— BEGIN EXERCISE INPUT —

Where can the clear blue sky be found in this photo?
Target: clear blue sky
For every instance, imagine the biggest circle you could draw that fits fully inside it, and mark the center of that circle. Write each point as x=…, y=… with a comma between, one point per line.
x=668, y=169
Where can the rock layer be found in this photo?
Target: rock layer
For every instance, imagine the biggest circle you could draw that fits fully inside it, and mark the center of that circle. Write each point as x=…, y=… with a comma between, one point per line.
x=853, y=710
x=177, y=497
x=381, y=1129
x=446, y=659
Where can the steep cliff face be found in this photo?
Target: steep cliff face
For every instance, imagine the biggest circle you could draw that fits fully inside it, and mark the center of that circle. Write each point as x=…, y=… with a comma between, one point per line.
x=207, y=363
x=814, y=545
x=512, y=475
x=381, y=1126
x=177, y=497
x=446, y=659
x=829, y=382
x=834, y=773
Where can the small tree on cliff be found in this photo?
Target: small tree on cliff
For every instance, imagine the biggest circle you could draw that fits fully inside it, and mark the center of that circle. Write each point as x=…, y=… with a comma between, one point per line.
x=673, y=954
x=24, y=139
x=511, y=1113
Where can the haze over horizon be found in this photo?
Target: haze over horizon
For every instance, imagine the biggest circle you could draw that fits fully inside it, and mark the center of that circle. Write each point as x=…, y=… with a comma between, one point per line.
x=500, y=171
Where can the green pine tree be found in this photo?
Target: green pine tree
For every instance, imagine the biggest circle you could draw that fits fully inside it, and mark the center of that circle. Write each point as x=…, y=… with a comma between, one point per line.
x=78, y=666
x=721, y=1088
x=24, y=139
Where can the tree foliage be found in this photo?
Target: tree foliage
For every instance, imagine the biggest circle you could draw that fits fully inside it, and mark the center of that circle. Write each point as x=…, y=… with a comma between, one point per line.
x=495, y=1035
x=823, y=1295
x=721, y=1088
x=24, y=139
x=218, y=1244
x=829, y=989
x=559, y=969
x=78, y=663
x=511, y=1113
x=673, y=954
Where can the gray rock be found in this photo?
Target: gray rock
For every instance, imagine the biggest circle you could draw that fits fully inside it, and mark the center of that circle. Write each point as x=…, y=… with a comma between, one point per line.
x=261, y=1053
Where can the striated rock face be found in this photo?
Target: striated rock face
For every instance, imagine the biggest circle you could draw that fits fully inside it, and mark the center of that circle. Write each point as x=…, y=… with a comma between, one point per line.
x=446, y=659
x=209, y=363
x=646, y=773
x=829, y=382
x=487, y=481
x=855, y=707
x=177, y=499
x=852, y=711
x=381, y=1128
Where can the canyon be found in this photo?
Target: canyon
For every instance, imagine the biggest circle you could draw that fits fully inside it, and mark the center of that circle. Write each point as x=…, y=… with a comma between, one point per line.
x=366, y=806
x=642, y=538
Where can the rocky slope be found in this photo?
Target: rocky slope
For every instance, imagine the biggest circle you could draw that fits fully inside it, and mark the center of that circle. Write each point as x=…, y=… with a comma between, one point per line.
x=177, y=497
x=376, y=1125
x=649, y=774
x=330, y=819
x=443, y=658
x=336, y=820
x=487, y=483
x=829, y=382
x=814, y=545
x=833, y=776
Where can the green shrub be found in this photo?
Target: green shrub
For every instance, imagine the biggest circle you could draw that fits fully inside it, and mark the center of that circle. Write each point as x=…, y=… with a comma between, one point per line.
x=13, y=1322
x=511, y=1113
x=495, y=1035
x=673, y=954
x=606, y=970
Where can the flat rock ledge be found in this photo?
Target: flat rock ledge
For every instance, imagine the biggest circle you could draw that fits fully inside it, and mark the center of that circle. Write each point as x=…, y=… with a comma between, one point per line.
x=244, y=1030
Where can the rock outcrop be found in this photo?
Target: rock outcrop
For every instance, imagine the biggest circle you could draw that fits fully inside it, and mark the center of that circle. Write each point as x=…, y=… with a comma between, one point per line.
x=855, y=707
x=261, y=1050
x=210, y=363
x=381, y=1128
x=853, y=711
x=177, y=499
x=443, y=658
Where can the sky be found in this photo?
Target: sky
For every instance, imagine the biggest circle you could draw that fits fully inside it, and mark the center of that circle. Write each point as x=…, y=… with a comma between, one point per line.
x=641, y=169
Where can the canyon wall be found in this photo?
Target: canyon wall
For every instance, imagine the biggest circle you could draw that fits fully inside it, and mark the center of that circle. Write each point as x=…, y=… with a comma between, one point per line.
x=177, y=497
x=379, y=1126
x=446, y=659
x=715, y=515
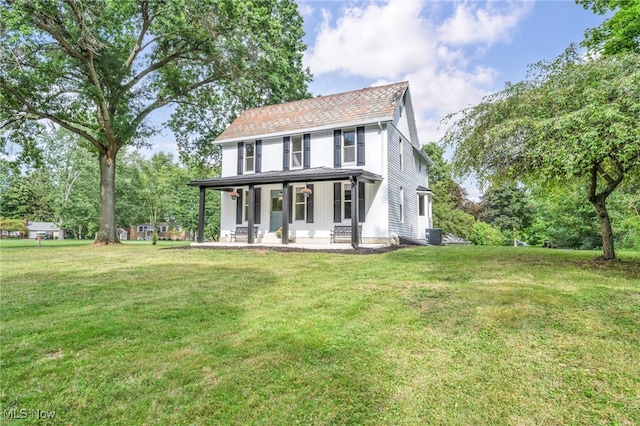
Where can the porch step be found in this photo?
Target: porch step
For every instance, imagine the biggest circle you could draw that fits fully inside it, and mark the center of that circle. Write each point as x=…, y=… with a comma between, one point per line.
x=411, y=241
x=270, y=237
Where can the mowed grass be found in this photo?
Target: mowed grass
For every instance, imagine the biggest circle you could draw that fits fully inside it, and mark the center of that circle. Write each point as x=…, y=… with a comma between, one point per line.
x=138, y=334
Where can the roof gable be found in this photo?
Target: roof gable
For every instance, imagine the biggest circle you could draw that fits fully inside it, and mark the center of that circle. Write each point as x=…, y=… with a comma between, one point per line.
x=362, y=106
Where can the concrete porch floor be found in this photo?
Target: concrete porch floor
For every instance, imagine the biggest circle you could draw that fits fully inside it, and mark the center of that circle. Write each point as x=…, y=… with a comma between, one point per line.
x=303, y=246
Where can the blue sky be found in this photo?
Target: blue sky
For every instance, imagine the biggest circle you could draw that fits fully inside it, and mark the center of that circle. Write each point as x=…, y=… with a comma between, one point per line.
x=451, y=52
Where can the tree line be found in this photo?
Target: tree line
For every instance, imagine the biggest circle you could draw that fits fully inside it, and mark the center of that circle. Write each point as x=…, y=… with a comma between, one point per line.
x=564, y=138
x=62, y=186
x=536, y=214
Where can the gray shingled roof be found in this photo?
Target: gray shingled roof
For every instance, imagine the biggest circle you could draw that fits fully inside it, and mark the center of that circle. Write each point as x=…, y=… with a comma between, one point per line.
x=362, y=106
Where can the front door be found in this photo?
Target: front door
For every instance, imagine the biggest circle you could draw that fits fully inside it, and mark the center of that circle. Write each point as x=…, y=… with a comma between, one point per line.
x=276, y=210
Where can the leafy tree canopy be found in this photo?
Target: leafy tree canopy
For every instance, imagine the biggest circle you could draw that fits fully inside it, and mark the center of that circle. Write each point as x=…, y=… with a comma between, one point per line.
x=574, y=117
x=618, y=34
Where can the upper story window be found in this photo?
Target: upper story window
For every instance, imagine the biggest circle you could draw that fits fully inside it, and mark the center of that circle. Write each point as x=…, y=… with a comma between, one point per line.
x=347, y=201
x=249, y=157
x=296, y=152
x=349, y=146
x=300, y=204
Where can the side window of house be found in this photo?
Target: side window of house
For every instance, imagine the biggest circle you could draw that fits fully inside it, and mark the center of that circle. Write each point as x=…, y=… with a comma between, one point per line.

— END EXERCISE INPUT —

WHAT YOU ARE ASKED TO DO
Render everything in the records above, from the line containing "Where can the green shrub" down to the line containing "x=244, y=1030", as a numbered list with one line per item and any blank lines left out.

EXERCISE RESULT
1. Where can the green shrub be found in this photo?
2. Target: green shrub
3. For every instance, imagine the biggest circle you could draw that fits fully inside it, and mark the center of that circle. Write each point as x=…, y=… with a comma between, one point per line.
4. x=13, y=1322
5. x=511, y=1113
6. x=495, y=1035
7. x=673, y=954
8. x=606, y=970
9. Where can the flat rock ledge be found in this photo?
10. Target: flat rock ledge
11. For every instance, imagine the biggest circle you could draw that fits fully inside it, and mark the center of that circle. Write each point as x=…, y=… with a comma between, one point per line.
12. x=244, y=1030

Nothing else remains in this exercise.